WHAT IS BEING ASKED - Repeat, exactly as written, the lines of the records below from the first through the line with "Trace the outline of every instance of the dense", but none past it.

(Stored data entries)
<<<<

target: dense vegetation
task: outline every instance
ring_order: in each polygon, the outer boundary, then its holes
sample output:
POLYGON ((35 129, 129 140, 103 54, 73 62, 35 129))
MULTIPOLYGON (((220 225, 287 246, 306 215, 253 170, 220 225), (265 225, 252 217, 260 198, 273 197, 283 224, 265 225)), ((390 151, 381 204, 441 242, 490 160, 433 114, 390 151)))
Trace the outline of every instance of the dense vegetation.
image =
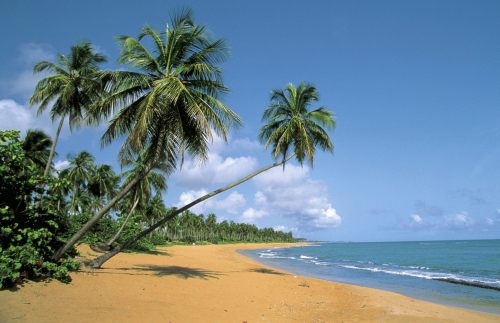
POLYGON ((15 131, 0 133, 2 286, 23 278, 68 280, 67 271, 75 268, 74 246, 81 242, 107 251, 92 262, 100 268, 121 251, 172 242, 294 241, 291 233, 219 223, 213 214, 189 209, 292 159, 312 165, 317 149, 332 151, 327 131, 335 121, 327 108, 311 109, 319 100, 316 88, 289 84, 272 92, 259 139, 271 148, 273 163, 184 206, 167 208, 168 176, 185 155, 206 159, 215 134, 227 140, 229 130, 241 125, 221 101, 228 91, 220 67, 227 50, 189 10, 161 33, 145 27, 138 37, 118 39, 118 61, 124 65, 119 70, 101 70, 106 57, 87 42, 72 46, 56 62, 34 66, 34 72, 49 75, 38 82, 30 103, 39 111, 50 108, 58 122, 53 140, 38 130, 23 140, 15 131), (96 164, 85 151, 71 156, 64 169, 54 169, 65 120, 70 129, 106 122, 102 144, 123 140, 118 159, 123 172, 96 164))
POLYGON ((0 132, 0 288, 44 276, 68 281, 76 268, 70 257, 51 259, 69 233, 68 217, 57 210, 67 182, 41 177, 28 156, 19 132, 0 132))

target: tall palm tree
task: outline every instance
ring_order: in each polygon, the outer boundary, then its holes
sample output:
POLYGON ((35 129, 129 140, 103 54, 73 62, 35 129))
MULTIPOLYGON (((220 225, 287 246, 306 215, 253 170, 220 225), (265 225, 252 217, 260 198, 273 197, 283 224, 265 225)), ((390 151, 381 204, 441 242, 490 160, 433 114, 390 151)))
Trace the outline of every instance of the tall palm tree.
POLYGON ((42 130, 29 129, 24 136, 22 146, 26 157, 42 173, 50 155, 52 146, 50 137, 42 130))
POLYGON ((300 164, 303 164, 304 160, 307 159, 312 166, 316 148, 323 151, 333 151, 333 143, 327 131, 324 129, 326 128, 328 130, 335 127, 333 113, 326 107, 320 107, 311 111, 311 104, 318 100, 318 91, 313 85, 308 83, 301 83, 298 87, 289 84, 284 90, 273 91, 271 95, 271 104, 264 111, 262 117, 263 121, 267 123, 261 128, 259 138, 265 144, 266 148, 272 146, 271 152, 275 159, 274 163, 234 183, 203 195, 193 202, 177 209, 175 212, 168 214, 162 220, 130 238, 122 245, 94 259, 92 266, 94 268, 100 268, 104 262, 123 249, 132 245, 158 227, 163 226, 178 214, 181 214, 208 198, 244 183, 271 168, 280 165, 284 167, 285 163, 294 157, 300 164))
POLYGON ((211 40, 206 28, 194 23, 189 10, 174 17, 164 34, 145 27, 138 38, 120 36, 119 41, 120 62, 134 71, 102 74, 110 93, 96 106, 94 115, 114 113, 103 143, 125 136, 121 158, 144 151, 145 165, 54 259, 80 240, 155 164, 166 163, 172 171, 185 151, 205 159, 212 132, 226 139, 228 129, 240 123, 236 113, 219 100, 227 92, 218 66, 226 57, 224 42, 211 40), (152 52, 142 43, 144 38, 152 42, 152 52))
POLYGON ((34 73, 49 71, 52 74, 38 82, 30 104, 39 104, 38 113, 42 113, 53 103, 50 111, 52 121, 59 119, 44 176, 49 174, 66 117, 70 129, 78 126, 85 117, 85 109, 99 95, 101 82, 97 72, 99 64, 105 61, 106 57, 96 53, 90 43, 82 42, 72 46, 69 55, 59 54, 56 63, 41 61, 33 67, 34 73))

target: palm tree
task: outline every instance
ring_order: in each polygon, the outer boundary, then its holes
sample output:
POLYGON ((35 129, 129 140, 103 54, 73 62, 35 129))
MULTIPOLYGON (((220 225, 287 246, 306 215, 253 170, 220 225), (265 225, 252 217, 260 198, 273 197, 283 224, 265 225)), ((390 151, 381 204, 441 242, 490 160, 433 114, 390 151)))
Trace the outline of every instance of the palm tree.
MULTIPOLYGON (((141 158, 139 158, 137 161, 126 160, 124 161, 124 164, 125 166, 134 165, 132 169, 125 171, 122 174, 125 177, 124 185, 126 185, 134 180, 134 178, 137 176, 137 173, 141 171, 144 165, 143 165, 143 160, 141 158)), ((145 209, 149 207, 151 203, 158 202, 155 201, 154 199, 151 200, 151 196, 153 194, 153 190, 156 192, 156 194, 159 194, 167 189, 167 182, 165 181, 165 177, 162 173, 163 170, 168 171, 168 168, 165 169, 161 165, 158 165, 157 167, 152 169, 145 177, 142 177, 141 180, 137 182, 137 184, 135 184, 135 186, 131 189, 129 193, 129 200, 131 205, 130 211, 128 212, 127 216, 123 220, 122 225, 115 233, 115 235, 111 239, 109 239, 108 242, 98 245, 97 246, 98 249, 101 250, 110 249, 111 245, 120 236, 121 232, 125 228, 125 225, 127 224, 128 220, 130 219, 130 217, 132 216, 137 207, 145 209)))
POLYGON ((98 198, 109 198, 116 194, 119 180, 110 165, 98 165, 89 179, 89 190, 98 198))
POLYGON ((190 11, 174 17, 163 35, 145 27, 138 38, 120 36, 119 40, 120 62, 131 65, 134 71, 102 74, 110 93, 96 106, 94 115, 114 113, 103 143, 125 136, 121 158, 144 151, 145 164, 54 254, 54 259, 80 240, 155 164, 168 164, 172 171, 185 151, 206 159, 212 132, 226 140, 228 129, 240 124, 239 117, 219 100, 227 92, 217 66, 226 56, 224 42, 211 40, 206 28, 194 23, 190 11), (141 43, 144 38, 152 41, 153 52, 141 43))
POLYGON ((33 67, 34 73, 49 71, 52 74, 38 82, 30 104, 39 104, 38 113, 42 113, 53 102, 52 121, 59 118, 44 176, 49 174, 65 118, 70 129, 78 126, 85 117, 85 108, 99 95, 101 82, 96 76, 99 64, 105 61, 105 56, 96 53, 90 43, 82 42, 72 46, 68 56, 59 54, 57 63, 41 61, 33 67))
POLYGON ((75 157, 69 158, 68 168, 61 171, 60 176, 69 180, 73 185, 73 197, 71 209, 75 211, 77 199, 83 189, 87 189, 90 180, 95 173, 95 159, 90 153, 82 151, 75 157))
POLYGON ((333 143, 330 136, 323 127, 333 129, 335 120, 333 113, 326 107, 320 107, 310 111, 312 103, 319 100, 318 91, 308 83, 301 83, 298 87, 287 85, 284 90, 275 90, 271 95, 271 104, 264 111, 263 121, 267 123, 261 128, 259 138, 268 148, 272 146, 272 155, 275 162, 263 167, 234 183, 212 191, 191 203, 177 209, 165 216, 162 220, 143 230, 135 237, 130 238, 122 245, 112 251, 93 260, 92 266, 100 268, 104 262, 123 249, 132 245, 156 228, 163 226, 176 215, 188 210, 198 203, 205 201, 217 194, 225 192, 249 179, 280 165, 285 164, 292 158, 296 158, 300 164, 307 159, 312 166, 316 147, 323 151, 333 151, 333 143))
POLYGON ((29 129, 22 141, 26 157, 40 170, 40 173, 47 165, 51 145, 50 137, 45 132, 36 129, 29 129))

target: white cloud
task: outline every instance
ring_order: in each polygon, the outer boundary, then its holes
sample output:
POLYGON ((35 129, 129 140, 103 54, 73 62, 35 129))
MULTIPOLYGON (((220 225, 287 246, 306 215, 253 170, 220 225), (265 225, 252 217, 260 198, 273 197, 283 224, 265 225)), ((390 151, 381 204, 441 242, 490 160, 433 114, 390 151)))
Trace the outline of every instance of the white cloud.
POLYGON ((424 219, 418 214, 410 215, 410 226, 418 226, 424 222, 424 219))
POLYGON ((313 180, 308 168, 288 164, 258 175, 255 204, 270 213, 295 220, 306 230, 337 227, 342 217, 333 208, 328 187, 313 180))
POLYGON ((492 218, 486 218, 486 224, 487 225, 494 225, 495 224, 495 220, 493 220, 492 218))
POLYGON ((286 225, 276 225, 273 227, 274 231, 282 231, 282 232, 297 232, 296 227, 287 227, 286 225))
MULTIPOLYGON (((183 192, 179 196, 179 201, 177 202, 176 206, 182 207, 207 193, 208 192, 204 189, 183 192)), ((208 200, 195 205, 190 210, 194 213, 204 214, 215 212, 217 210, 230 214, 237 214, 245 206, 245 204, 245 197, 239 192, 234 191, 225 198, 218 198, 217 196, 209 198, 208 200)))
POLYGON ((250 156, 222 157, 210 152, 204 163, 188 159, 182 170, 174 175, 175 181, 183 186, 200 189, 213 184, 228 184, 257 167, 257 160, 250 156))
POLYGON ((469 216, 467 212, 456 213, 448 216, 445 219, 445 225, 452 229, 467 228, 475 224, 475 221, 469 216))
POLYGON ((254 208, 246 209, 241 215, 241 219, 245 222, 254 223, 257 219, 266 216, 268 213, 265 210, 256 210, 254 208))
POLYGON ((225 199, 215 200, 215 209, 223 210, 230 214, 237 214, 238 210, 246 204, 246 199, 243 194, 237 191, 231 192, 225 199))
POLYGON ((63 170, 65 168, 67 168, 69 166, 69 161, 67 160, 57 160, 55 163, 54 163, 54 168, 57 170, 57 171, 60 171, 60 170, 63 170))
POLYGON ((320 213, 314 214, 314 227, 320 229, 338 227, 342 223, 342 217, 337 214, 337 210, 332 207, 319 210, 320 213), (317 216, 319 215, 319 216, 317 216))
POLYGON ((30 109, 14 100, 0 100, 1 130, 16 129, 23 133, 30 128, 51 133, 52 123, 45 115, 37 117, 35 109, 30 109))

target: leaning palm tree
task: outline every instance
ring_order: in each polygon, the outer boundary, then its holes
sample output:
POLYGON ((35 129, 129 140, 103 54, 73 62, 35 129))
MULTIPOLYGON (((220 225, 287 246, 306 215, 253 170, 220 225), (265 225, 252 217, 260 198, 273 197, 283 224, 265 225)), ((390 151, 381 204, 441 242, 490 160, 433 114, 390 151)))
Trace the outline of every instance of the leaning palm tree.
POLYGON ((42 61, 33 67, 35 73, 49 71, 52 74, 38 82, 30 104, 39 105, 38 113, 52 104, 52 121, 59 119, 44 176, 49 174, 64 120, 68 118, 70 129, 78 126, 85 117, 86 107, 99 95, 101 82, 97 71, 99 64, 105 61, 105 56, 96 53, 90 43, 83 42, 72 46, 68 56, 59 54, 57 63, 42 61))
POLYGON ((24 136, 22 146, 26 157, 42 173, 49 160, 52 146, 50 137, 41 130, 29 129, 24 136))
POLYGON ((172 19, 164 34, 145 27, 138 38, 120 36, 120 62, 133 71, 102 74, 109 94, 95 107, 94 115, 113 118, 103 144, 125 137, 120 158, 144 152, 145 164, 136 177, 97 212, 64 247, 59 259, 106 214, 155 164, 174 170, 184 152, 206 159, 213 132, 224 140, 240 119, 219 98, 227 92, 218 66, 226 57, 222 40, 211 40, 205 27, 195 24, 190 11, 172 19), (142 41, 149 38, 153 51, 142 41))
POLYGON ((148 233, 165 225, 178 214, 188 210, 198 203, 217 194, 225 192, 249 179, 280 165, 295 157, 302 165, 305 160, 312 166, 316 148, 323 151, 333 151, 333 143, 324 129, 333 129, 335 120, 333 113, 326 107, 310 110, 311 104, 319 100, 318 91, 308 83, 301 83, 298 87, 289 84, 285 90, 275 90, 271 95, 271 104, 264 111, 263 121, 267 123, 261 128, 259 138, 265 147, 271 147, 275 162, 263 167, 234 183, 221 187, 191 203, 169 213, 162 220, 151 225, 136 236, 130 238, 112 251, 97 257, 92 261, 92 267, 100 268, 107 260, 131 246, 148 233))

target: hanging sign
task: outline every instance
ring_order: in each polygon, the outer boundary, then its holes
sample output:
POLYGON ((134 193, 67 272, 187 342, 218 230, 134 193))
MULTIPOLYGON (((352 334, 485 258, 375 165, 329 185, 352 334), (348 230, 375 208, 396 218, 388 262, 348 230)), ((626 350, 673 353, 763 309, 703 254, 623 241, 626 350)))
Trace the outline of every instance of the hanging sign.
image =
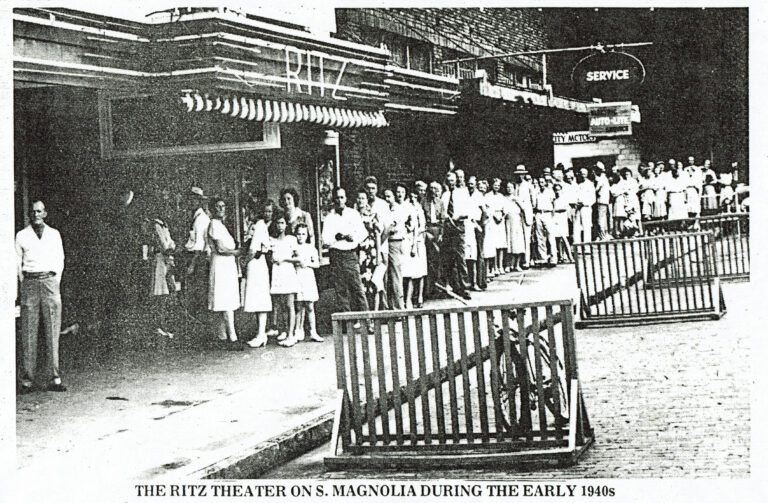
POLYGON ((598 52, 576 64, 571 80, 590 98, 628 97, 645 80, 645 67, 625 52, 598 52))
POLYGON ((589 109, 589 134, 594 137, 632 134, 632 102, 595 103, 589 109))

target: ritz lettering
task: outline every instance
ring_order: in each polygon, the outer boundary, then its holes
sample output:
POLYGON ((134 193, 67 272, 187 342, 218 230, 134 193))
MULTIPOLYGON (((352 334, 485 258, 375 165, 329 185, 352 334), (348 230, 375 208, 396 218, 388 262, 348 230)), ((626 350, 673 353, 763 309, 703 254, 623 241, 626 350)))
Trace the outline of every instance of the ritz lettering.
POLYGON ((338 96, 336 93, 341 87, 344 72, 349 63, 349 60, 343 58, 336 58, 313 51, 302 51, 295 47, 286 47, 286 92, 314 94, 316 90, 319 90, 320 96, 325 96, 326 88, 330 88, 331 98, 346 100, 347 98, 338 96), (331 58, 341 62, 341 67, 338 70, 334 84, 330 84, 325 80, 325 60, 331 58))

>>>>

EXPECTED ANSWER -
target: dense vegetation
task: outline every instance
ring_order: in each polygon, the outer boundary, then its holes
sample output:
POLYGON ((35 129, 129 140, 103 54, 73 62, 35 129))
MULTIPOLYGON (((220 225, 287 246, 306 215, 253 170, 220 225), (265 225, 252 217, 260 198, 273 197, 283 224, 265 225)), ((390 151, 381 204, 441 242, 490 160, 433 114, 390 151)))
Trace the outline of every instance of the dense vegetation.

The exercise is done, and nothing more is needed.